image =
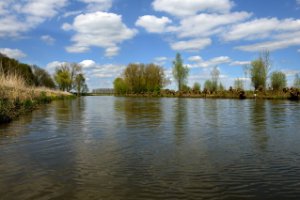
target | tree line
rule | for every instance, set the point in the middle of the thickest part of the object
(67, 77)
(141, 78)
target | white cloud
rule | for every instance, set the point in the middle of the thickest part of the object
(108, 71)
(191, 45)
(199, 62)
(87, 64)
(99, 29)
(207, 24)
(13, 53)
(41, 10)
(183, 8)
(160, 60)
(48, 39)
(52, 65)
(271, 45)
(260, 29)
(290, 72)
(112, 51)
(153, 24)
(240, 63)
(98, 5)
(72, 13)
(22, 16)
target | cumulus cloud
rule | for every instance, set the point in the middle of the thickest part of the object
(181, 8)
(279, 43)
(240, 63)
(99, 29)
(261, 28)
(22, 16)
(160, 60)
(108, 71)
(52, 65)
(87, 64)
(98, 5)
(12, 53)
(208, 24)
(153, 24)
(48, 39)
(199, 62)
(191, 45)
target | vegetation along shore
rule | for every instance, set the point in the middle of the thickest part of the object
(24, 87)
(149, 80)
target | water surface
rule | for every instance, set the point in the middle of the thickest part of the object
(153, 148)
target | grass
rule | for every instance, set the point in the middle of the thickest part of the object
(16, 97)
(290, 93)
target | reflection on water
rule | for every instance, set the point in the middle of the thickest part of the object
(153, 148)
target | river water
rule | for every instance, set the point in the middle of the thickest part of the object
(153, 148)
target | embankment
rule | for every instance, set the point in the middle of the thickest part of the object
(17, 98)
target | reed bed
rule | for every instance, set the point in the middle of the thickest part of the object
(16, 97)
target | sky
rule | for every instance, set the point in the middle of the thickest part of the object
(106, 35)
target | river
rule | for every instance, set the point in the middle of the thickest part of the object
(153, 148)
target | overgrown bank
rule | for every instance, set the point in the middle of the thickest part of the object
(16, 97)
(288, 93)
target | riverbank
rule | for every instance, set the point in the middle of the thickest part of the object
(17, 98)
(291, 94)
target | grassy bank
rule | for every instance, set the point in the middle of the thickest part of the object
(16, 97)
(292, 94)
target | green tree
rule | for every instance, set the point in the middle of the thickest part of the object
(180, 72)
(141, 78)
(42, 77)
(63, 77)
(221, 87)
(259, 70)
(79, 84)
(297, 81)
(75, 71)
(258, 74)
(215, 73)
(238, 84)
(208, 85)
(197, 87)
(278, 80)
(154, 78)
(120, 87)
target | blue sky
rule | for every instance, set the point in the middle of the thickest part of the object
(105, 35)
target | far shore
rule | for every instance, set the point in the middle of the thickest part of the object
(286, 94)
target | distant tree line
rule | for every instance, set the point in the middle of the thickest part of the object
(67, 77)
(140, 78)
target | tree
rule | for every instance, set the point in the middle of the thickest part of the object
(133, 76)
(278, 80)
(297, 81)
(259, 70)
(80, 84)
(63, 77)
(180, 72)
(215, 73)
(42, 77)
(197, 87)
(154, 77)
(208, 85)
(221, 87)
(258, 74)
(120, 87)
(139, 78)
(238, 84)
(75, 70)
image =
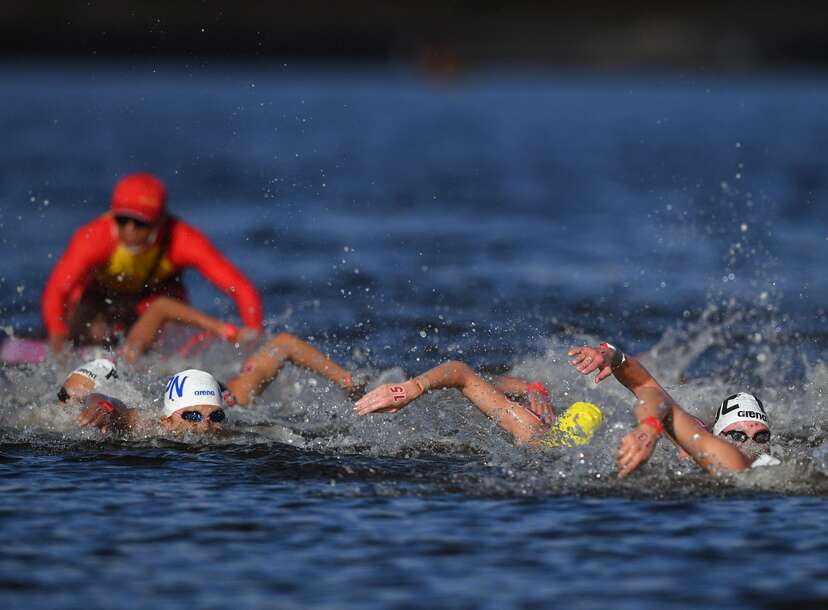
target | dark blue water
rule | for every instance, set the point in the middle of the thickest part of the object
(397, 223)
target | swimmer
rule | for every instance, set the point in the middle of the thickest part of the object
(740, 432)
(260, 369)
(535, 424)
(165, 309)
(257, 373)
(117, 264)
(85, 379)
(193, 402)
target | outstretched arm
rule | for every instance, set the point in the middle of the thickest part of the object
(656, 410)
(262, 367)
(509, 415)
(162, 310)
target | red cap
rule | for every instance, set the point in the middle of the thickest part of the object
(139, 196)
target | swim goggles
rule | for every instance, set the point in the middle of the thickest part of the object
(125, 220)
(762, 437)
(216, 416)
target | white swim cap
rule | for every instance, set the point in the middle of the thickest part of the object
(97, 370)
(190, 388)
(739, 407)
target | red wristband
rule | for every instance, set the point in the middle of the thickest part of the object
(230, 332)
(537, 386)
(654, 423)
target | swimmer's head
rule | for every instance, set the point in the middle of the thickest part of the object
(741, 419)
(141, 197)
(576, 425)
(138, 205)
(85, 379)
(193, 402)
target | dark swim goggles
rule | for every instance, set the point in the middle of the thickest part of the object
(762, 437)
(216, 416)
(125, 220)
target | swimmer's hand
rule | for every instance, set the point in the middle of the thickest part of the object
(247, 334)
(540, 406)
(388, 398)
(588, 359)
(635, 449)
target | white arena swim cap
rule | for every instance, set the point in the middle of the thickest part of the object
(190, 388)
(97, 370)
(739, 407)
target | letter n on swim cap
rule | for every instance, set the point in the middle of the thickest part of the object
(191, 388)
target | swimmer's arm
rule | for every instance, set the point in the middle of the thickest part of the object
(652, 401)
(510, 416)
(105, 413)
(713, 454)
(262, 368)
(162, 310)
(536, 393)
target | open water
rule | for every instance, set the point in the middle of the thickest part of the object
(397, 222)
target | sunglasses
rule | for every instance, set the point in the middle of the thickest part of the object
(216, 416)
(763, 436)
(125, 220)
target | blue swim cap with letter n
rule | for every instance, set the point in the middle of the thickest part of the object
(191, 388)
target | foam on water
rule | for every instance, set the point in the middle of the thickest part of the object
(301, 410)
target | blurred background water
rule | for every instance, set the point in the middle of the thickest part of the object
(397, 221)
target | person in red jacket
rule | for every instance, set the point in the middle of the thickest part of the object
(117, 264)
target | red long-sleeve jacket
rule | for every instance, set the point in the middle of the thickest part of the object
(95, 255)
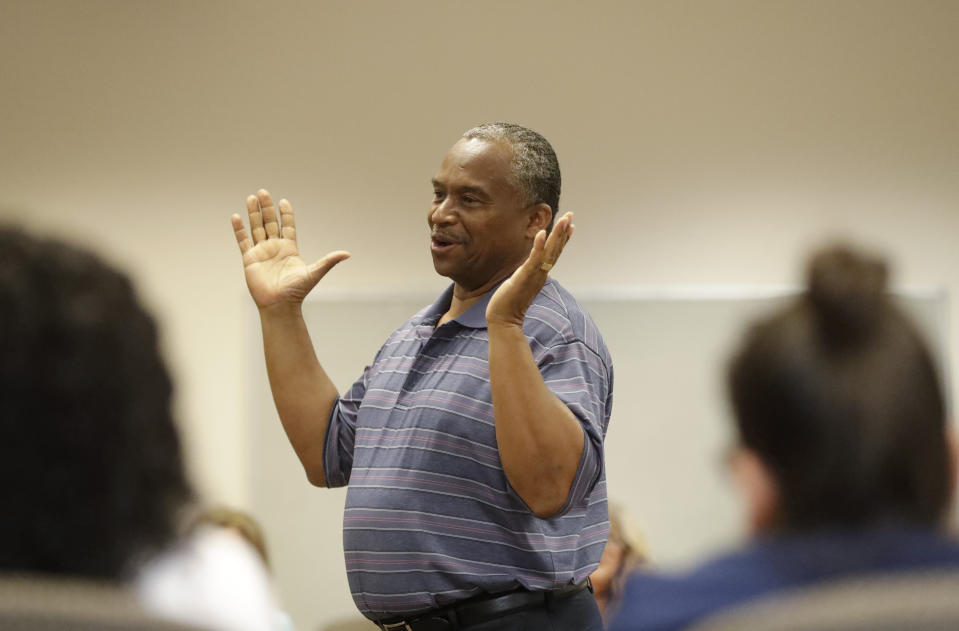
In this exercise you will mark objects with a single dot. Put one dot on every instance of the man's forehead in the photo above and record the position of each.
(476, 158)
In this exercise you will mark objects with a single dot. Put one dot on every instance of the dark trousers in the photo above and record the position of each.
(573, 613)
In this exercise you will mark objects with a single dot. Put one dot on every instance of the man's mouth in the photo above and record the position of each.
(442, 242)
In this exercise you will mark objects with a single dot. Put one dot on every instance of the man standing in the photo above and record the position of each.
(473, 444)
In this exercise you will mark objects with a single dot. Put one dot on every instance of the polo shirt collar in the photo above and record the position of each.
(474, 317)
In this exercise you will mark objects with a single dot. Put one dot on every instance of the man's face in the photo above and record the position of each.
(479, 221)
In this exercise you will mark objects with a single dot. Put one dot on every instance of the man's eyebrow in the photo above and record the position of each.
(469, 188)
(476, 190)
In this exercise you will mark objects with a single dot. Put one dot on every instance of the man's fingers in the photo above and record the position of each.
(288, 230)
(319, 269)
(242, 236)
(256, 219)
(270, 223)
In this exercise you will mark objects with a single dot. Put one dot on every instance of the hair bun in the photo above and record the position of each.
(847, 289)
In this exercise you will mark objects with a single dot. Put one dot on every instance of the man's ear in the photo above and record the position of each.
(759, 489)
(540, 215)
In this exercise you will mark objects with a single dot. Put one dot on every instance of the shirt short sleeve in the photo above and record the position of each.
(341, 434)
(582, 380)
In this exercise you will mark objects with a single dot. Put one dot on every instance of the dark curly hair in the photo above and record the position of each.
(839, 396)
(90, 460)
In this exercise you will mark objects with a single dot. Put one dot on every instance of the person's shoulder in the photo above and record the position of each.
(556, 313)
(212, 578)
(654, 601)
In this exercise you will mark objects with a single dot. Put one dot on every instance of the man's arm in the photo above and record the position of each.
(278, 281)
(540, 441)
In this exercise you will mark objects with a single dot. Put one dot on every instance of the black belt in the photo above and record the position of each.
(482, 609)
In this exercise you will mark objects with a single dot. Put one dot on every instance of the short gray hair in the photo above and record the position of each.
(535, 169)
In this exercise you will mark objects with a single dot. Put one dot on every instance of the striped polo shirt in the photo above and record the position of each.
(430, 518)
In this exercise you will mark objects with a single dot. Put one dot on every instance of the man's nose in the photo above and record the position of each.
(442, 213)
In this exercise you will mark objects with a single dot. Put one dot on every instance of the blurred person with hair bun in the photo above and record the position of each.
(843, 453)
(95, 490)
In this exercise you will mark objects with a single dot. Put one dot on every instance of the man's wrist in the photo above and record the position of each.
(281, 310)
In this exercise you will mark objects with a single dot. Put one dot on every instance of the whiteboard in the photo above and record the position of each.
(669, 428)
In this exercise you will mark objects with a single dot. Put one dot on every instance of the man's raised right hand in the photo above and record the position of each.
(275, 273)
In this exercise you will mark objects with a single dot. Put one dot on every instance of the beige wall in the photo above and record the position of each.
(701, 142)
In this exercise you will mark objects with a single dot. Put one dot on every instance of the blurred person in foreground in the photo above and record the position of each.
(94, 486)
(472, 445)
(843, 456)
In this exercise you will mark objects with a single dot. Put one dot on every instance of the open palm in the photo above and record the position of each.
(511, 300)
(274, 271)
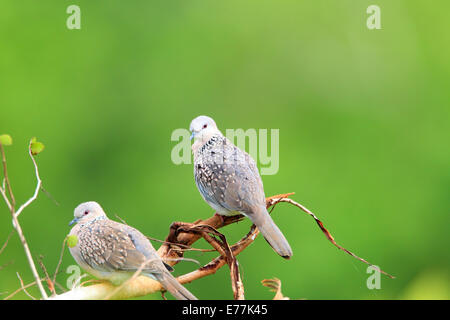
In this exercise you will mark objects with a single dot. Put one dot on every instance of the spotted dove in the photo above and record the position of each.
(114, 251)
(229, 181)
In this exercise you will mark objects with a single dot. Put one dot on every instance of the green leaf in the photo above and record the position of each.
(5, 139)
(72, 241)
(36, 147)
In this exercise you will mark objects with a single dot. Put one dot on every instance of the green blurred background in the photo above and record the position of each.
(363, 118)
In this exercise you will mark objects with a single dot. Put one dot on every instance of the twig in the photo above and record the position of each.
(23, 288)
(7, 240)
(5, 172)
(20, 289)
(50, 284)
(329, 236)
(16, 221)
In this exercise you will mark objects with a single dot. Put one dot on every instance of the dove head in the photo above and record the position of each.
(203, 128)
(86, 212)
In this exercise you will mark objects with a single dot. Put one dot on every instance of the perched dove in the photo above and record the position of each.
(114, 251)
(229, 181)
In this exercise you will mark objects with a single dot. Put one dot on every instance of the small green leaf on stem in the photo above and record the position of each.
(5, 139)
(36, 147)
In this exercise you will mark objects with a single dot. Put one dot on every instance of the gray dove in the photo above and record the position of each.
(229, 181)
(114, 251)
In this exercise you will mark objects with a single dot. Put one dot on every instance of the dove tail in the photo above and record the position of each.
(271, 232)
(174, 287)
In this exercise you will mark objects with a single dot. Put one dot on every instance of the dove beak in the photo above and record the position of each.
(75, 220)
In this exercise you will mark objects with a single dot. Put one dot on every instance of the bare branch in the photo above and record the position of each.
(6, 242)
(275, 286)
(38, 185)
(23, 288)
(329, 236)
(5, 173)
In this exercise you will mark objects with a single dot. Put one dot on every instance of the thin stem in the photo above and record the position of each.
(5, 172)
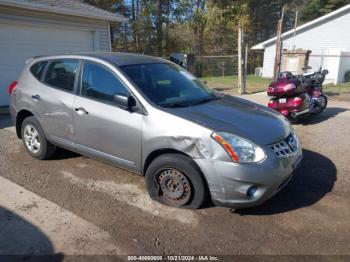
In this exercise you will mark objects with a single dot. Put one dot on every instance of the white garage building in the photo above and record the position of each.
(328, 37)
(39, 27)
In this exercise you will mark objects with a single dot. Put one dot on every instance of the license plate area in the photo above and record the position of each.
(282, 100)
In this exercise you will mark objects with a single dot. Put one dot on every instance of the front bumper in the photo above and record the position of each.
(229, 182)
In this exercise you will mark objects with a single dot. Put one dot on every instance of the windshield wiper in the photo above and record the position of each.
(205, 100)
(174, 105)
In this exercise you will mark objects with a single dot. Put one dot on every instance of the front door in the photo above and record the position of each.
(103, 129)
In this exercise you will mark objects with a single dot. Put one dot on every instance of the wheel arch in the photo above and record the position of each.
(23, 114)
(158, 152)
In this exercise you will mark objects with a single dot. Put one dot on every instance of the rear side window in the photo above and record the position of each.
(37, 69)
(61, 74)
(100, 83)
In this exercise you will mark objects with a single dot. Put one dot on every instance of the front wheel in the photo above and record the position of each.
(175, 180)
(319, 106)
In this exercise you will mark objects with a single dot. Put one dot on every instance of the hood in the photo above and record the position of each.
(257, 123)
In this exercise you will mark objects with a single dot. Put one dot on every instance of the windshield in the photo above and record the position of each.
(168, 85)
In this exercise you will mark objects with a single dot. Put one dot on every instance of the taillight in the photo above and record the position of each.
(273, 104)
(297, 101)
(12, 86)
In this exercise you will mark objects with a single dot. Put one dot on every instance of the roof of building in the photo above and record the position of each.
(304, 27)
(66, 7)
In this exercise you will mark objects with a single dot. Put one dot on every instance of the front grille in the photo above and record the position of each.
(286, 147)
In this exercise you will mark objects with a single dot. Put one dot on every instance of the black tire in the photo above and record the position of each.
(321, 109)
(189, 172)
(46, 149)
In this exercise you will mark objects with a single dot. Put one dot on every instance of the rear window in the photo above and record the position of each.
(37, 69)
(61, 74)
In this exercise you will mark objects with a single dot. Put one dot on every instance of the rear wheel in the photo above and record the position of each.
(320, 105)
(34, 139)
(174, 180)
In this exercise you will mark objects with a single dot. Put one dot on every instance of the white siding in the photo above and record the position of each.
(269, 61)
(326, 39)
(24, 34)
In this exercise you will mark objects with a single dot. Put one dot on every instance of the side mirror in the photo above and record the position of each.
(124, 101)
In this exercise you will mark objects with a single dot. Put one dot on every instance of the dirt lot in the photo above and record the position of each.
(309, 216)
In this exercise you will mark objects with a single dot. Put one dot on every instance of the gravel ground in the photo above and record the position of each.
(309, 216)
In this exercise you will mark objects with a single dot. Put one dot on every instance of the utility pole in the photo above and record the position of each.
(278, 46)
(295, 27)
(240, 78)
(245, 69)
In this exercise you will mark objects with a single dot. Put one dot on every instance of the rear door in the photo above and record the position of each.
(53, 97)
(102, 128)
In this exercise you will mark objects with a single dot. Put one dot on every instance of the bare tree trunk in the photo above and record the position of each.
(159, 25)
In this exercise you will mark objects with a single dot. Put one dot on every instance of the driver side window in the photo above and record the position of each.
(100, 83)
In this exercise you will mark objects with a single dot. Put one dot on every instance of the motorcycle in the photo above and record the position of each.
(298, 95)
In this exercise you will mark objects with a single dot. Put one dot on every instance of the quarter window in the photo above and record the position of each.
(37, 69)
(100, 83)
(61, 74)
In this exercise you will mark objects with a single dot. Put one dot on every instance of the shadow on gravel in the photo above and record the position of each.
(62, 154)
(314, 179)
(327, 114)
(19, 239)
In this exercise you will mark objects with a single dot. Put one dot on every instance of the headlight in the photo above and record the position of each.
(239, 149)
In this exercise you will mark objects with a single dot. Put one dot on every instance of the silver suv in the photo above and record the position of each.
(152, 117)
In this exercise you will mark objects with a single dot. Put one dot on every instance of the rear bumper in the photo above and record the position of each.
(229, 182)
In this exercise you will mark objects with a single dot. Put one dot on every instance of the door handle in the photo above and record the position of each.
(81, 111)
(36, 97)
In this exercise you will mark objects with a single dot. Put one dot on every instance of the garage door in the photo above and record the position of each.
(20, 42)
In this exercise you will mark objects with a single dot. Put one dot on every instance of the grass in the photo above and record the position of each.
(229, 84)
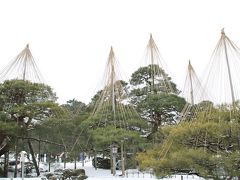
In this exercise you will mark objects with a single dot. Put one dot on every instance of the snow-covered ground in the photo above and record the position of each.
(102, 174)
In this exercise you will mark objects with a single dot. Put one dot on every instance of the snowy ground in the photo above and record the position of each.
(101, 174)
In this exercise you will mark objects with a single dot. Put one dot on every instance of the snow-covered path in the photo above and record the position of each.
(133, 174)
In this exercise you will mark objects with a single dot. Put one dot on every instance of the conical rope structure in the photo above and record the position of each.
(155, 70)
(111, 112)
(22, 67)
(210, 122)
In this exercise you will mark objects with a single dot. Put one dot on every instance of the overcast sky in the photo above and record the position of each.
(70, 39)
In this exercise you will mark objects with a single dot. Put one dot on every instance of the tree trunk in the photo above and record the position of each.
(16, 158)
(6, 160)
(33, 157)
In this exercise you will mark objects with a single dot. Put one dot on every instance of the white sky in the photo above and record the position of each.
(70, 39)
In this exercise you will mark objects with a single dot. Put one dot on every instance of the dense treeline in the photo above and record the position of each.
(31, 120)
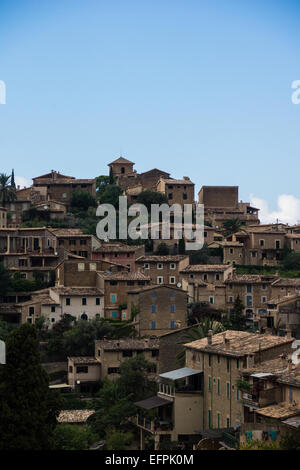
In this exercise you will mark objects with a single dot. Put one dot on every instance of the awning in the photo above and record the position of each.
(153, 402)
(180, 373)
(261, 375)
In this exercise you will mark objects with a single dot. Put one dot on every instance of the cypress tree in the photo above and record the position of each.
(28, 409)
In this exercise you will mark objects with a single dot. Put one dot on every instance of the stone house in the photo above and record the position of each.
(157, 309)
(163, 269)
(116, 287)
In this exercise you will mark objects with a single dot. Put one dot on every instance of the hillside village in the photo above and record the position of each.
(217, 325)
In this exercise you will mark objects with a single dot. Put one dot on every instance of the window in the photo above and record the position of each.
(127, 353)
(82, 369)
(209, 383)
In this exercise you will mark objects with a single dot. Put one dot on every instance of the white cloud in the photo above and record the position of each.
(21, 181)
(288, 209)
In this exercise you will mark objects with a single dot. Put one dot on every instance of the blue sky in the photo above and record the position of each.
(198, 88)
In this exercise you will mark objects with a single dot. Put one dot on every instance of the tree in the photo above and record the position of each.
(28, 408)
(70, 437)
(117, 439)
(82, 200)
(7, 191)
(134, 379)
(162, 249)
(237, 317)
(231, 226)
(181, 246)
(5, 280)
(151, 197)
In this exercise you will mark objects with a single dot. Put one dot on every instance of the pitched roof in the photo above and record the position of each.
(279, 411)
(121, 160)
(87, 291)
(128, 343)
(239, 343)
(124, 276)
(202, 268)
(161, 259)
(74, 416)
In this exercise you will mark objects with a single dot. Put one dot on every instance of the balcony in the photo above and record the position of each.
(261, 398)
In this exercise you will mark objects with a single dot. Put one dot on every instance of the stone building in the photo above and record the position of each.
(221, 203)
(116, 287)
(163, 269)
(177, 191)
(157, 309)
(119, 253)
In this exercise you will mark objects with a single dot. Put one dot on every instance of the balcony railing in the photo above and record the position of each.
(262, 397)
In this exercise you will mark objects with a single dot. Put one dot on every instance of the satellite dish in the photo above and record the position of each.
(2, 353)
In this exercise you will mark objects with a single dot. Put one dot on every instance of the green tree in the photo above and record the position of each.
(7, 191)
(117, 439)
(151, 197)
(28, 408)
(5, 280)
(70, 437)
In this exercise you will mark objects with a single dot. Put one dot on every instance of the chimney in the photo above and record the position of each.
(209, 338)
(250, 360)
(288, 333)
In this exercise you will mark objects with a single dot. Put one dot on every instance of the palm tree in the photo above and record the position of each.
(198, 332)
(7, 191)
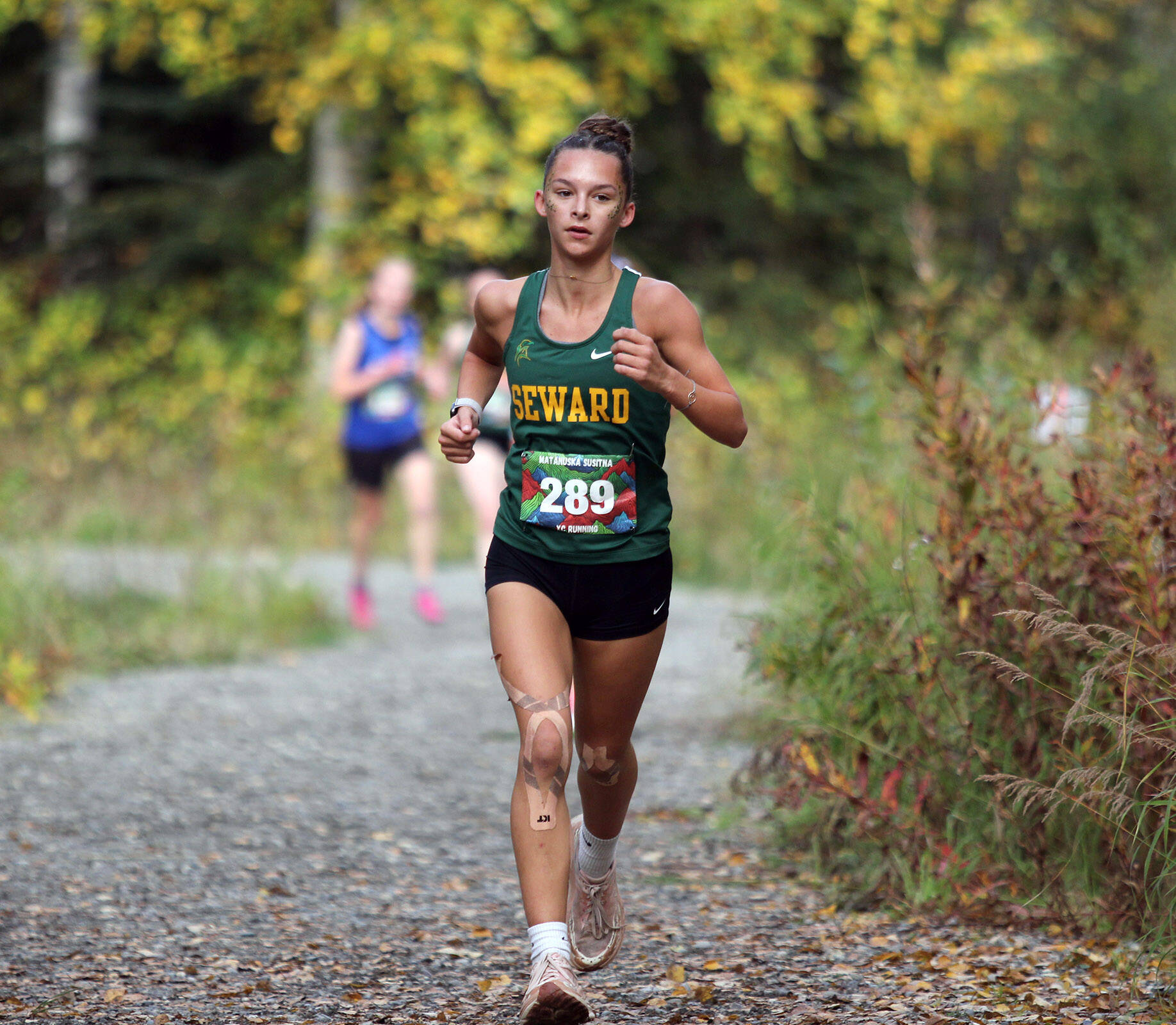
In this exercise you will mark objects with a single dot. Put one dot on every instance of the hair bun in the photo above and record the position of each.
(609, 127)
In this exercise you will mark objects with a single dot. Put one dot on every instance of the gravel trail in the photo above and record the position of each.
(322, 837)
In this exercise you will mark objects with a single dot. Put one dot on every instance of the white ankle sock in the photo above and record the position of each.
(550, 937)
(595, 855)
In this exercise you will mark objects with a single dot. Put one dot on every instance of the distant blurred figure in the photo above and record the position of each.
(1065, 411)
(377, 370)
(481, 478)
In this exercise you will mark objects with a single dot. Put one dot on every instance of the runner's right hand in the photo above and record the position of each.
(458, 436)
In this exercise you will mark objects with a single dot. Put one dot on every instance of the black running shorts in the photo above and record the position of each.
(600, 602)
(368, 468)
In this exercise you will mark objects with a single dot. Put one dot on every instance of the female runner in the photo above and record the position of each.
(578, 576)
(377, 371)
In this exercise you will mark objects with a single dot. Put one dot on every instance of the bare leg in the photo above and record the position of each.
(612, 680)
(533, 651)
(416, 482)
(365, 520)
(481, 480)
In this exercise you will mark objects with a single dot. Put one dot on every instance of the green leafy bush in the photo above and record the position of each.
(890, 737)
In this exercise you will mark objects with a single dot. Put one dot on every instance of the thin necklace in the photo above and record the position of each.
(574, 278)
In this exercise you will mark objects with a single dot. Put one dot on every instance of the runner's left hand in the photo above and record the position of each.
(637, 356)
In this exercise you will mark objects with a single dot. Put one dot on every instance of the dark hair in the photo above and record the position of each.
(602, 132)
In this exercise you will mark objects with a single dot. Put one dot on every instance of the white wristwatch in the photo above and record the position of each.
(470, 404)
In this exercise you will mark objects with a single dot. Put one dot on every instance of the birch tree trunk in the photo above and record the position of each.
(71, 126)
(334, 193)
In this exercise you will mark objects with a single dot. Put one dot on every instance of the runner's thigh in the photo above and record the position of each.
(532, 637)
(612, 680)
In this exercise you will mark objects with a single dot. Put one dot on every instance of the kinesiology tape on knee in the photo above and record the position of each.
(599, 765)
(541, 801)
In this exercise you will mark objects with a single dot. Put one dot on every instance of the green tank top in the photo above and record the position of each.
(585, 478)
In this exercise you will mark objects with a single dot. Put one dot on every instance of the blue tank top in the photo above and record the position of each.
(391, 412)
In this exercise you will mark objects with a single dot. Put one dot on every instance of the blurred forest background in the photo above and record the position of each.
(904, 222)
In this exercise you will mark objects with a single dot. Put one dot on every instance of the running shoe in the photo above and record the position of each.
----
Write out once more the lines above beginning at the line with "the blue tank"; continue through the final line and stop there.

In this exercise you will mark objects with a single dot. Put one dot on every instance of the blue tank top in the photo above and record the position of each.
(391, 412)
In this exercise you will mark objects with a single dot. Put one dot on every instance of the blurred forest background in the photo above and record the position of each.
(904, 222)
In this exercise you will mark objects with a single dot. Put one dot on every instance of the running shoe in the photo above and record the position of each.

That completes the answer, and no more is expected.